> [TASK DIRECTIONS] Here is the task for the records below: repeat exactly the lines from the one with "Each <instance> block" to the one with "230L58 232L57 230L62", both included, and nothing else.

(STORED DATA begins)

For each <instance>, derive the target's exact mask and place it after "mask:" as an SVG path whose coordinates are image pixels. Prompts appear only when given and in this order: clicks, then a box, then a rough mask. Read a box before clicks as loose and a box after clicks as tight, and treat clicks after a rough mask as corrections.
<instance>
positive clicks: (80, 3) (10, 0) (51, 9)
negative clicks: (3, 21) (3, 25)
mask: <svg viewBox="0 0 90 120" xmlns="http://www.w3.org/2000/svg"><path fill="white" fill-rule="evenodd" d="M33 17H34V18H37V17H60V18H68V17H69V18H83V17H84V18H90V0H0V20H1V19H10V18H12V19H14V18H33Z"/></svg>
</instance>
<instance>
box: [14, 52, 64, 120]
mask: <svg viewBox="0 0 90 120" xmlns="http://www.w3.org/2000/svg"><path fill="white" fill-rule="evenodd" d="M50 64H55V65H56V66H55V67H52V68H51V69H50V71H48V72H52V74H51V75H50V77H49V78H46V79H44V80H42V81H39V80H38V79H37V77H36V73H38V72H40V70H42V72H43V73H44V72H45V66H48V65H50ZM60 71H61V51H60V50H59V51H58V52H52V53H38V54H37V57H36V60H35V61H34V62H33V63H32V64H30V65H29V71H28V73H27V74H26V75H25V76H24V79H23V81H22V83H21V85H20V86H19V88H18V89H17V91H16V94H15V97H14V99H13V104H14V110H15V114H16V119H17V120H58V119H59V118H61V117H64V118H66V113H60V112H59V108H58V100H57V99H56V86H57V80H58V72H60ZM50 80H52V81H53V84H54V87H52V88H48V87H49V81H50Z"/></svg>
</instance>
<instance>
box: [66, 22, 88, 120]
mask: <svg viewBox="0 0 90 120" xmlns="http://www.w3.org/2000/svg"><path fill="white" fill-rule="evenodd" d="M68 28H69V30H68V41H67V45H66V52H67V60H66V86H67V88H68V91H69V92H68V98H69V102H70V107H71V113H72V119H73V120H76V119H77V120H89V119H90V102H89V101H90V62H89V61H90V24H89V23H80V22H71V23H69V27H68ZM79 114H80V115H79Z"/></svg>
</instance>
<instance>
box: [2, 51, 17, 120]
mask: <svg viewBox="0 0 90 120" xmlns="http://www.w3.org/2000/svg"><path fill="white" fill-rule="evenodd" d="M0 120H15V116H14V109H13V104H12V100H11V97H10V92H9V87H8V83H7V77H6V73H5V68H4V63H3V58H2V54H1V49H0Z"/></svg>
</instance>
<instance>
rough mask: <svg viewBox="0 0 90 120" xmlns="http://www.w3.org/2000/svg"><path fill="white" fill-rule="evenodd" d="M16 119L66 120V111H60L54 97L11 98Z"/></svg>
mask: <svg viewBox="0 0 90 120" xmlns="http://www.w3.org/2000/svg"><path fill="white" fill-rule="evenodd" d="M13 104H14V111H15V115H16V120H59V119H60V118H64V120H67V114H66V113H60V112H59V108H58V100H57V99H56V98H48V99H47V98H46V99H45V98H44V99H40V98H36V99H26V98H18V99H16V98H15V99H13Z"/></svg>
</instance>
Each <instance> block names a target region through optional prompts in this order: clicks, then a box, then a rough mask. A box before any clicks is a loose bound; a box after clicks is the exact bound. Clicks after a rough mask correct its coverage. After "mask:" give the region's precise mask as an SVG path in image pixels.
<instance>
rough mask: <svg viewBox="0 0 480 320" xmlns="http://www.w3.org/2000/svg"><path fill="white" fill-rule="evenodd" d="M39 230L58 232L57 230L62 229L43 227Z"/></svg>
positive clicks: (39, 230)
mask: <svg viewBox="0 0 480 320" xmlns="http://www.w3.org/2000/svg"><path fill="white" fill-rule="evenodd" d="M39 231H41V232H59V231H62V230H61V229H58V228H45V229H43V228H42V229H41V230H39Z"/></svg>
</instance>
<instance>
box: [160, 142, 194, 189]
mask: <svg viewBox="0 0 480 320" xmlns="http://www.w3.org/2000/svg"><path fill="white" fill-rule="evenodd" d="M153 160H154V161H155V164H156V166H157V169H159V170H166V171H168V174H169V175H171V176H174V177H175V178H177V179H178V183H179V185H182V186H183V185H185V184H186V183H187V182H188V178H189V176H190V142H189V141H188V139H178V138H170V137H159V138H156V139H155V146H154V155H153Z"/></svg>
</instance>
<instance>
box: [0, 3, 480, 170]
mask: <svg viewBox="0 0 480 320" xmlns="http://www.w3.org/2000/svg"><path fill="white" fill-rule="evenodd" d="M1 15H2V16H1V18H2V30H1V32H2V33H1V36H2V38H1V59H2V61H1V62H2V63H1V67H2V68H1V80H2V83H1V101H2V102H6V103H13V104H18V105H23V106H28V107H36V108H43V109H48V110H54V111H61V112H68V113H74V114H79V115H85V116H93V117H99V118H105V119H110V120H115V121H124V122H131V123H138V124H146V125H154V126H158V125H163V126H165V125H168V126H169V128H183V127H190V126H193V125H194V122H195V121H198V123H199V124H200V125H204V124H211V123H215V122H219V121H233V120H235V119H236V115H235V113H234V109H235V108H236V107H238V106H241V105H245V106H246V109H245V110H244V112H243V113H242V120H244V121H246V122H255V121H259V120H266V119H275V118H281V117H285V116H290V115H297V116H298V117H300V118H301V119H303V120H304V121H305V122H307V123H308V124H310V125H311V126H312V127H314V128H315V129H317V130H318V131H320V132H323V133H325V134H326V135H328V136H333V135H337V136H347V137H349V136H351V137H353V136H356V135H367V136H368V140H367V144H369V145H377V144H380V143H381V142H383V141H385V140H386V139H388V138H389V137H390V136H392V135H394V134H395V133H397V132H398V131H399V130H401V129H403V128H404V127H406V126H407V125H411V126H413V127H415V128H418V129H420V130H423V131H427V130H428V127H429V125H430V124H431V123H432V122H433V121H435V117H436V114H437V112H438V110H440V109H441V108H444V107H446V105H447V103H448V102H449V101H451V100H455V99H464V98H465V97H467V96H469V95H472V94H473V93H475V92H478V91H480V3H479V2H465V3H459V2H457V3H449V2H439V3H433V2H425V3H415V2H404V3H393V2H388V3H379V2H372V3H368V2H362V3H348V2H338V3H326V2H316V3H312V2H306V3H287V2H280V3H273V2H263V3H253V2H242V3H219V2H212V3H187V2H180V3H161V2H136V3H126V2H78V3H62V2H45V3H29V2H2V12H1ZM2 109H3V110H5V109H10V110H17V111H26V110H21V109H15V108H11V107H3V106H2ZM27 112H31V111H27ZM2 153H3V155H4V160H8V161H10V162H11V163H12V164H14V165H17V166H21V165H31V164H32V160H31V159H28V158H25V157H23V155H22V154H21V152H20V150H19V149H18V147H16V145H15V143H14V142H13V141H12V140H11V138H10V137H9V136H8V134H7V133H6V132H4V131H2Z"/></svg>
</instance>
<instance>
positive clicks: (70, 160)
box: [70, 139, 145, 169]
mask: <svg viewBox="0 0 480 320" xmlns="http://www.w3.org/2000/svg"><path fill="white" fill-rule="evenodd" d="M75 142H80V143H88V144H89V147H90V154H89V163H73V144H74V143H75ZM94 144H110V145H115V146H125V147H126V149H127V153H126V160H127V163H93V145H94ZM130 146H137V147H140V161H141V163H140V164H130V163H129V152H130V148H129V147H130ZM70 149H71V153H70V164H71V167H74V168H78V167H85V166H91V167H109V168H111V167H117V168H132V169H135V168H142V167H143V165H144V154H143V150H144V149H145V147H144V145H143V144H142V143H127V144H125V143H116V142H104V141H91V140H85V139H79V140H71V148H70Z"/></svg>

(STORED DATA ends)

> [RESULT]
Each <instance> block names a target region through optional prompts in this order: clicks, then a box, then a rough mask. A box before any clicks is a loose bound; a box after clicks is the exact bound. Clicks after a rough mask correct its coverage. After "mask:" give the region's precise mask as an SVG path in image pixels.
<instance>
rough mask: <svg viewBox="0 0 480 320" xmlns="http://www.w3.org/2000/svg"><path fill="white" fill-rule="evenodd" d="M39 230L58 232L57 230L62 229L43 227Z"/></svg>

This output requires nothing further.